[Region pointing data]

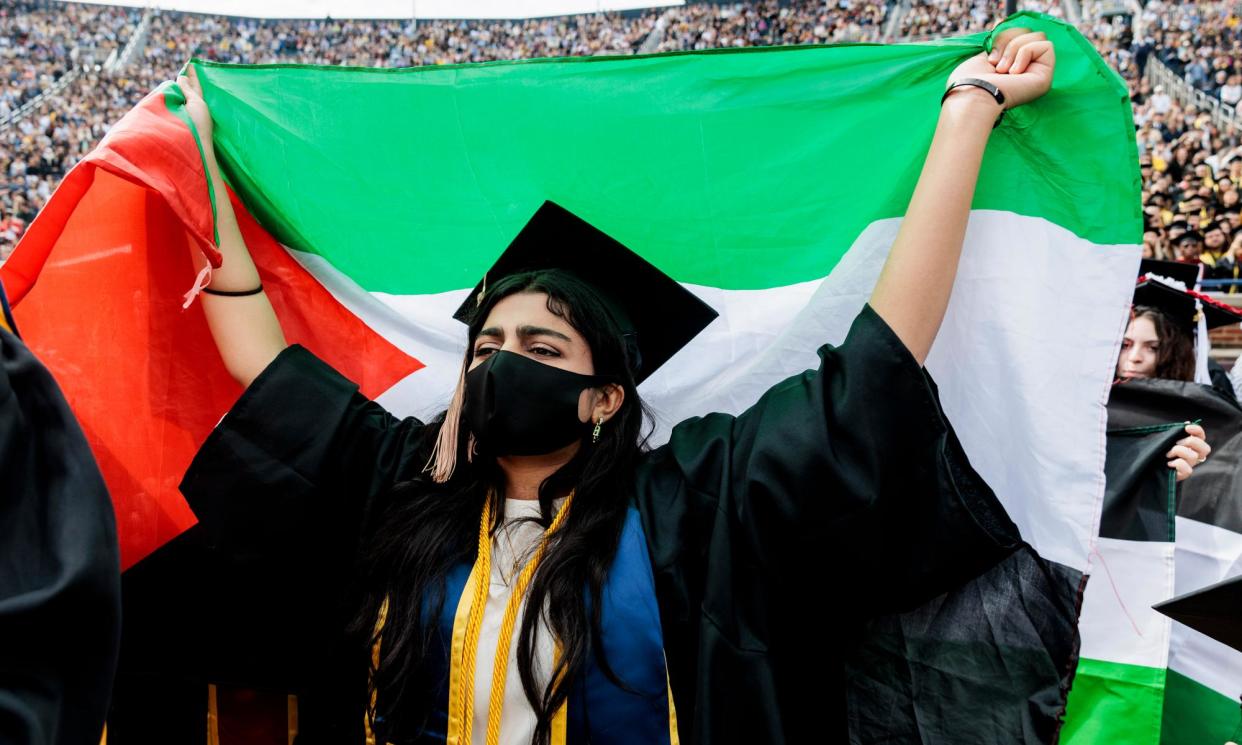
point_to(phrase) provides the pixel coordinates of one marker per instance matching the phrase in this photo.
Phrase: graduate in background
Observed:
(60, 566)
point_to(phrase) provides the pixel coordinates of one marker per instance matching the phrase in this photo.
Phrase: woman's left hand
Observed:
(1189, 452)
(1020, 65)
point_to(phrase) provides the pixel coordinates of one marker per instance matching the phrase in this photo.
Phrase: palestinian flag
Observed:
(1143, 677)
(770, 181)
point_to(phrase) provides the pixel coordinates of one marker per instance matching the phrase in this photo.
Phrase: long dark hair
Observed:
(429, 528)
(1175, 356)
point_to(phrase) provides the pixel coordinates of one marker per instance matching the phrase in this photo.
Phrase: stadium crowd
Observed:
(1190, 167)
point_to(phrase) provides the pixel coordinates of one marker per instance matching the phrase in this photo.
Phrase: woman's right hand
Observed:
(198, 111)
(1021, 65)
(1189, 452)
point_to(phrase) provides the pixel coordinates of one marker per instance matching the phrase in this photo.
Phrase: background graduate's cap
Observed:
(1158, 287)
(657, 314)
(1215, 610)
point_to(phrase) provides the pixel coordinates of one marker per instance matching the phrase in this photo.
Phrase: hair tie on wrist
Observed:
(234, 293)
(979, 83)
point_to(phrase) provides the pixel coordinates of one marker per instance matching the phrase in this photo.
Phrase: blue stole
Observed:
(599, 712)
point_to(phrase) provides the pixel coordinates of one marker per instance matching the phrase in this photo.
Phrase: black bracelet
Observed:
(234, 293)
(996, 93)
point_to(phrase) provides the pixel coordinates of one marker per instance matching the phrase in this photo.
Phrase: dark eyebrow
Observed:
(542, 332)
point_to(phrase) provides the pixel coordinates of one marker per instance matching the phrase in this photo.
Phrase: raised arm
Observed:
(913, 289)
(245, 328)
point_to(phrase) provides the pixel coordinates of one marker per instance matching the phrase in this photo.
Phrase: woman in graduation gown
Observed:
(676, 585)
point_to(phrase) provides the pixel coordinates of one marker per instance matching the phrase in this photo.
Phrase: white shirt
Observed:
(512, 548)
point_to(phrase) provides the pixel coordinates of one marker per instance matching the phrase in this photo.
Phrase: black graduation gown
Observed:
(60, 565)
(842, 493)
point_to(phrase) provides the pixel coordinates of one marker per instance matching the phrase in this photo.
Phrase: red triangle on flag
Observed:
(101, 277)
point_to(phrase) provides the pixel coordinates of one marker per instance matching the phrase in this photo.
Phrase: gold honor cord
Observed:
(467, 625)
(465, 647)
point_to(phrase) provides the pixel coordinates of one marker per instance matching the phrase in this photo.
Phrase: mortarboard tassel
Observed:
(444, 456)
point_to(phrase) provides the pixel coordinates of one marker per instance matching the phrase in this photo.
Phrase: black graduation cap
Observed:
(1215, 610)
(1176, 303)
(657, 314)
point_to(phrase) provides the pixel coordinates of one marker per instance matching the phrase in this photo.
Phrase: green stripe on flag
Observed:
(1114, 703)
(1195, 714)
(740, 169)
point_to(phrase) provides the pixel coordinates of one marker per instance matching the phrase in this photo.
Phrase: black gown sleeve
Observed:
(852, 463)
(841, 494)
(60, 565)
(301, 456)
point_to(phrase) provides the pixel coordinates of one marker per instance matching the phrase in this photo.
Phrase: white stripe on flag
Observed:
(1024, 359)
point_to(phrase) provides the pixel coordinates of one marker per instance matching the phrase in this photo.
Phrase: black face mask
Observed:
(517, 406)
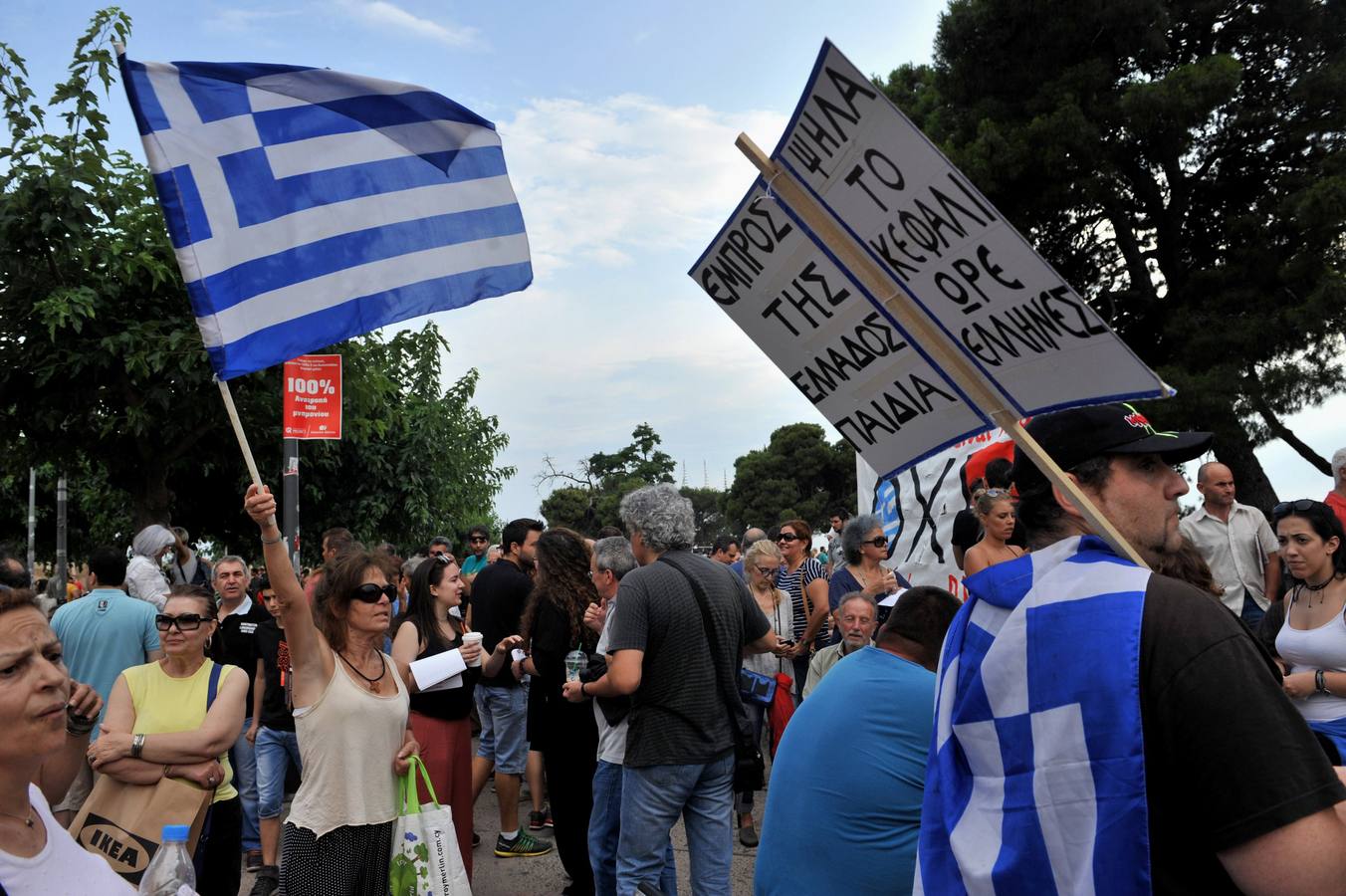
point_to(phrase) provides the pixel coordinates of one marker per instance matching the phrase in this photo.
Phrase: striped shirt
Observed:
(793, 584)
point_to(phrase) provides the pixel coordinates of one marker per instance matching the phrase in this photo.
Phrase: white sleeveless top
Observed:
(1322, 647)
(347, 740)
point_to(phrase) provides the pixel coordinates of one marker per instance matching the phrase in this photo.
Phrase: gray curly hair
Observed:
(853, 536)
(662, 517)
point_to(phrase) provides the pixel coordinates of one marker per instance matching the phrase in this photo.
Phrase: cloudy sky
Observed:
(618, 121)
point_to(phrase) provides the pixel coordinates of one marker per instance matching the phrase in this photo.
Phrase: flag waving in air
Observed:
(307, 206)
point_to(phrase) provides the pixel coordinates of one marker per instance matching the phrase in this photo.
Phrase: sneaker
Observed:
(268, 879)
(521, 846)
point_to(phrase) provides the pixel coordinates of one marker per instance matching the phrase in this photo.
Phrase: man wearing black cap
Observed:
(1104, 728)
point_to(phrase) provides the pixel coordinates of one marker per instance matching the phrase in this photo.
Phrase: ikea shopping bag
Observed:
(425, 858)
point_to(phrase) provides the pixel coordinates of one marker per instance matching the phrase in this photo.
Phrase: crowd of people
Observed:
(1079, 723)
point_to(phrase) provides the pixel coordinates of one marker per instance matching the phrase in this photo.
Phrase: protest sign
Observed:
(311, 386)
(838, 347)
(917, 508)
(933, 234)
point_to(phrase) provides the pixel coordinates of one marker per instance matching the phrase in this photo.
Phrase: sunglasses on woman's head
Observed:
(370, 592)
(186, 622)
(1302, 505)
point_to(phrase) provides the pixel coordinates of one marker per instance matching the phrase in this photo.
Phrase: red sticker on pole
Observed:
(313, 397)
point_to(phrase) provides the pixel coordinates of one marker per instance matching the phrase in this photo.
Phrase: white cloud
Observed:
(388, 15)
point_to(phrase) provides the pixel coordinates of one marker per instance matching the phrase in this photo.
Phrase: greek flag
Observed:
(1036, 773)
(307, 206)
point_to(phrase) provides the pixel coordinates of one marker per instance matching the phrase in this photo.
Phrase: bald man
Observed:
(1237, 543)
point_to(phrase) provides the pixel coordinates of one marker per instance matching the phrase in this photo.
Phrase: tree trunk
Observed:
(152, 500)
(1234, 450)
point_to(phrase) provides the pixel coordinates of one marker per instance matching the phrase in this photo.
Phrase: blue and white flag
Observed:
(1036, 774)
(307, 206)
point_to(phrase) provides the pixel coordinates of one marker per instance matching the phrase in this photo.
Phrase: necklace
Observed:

**WORK TASK:**
Lines from the one containing "Phrase: bald man" through the end of the entries above must be copied exactly; include both ends and no other lines.

**TASK RESPONSE:**
Phrase: bald man
Observed:
(1237, 543)
point_to(phrase) provides the pixel coordinates of one marker per instance matching the phrase in this photo.
Phrase: tree trunk
Observed:
(152, 500)
(1234, 450)
point_to(phrase) provides the pixel coordinates of one marker per instance matching the phrase in this photo.
Phrase: blue and white flag
Observed:
(1036, 774)
(307, 206)
point_to(phrase) provides the pixel coordinates of one marker per instance matching the phrase in this photo.
Phrase: necklace
Observed:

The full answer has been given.